═════ Extract to read ═════

19803 - Communication Agent Stack Event Queue Utilization

Alarm Group:
CAF
Description:
The percent utilization of the Communication Agent Task stack queue is approaching defined threshold capacity. If this problem persists and the queue reaches above the defined threshold utilization, the new StackEvents (Query/Response/Relay) messages for the Task can be discarded based on the StackEvent priority and Application's Global Congestion Threshold Enforcement Mode.
Severity:
Minor, Major, Critical
Instance:
<ComAgent StackTask Name>
HA Score:
Normal
Auto Clear Seconds:
0 (zero)
OID:
cAFQueueUtilNotify
Cause:

This alarm raises when KPI ComAgentQueueUtil exceeds the thresholds defined in the SysMetricThreshold table .

  • MINOR: ComAgentQueueUtil|CAF|-*|Current|19803|60|50|3000
  • MAJOR: ComAgentQueueUtil|CAF|**|Current|19803|80|70|3000
  • CRITICAL: ComAgentQueueUtil|CAF|*C|Current|19803|95|90|3000
Diagnostic Information:

The percent utilization of the Communication Agent Task's Queue is approaching its defined capacity. If this problem persists and the queue reaches above the defined threshold utilization, the new StackEvents (Query/Response/Relay) messages for the Task can be discarded, based on the StackEvent priority and Application's Global Congestion Threshold Enforcement Mode.

This alarm should not normally occur when no other congestion alarms are asserted. This may occur for a variety of reasons:
  • An IP network or Adjacent node problem may exist preventing from transmitting messages into the network at the same pace that messages are being received from the network.
  • The Task thread may be experiencing a problem preventing it from processing events from its event queue.
  • The mis-configuration of Adjacent Node IP routing may result in too much traffic being distributed to the MP.

═════ Information given ═════

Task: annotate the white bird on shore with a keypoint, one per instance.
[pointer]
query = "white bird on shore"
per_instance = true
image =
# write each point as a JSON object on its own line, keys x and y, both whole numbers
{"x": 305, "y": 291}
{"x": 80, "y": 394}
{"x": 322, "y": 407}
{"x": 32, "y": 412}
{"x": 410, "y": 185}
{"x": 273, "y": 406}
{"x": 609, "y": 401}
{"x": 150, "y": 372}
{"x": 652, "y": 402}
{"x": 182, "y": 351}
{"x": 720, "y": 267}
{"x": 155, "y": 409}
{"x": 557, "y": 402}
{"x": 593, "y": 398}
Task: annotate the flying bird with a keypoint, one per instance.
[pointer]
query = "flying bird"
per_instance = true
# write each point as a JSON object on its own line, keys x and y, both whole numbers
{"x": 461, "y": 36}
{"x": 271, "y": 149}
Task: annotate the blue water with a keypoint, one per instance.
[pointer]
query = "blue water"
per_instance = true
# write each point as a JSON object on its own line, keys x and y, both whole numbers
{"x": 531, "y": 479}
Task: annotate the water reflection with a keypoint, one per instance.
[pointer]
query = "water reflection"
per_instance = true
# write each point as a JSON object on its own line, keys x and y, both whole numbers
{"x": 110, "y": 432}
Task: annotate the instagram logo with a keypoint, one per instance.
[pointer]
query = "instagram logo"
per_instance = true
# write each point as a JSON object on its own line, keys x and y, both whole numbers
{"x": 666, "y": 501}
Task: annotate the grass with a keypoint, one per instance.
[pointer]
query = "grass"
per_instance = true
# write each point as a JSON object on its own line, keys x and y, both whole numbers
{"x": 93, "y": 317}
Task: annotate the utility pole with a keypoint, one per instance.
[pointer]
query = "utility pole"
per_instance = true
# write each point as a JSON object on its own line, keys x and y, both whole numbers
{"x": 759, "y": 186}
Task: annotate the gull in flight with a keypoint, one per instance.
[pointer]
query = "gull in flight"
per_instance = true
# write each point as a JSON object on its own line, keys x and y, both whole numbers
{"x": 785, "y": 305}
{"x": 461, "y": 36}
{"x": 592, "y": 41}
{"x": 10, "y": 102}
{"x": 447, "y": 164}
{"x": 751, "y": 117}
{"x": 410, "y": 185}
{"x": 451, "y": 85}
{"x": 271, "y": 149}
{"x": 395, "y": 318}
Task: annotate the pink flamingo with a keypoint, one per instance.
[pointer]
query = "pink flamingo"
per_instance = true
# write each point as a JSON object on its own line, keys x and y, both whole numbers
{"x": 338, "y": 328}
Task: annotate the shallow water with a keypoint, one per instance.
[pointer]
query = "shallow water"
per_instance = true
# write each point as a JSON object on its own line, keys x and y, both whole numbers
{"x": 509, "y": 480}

═════

> Actions to take
1. In the alarm 19803 reference, list every possible reason given after "This may occur for a variety of reasons:".
2. Continue the alarm 19803 reference from the point where it stops.

> Your written answers
1.
- An IP network or Adjacent node problem may prevent messages from being transmitted into the network at the same pace that messages are received from the network.
- The Task thread may have a problem that prevents it from processing events from its event queue.
- Mis-configuration of Adjacent Node IP routing may send too much traffic to the MP.

2.
  • There may be an insufficient number of MPs configured to handle the network traffic load.

Recovery:

  1. Navigate to Main Menu, and then Alarms & Events to examine the alarm log.

    An IP network or Adjacent node problem may exist preventing from transmitting messages into the network at the same pace that messages are being received from the network. The Task thread may be experiencing a problem preventing it from processing events from its event queue. It is recommended to contact My Oracle Support for assistance.

  2. Navigate to Status & Manage, and then KPIs to monitor the ingress traffic rate of each MP.

    Each MP in the server site should be receiving approximately the same ingress transaction per second.

    It is recommended to contact My Oracle Support for assistance.

  3. If the MP ingress rate is approximately the same, there may be an insufficient number of MPs configured to handle the network traffic load.

    If all MPs are in a congestion state, then the offered load to the server site is exceeding its capacity.

    It is recommended to contact My Oracle Support for assistance.